Supplied material
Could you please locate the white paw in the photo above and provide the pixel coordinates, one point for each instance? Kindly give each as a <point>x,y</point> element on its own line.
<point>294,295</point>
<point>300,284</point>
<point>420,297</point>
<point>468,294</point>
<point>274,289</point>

Exercise brief
Reproduce every item above word for word, with no changes.

Result
Could you please locate the white paw in the photo above and provide the pixel coordinates, one point for each instance? Kindly give each as a <point>x,y</point> element on its own line.
<point>294,295</point>
<point>300,284</point>
<point>420,297</point>
<point>468,294</point>
<point>274,289</point>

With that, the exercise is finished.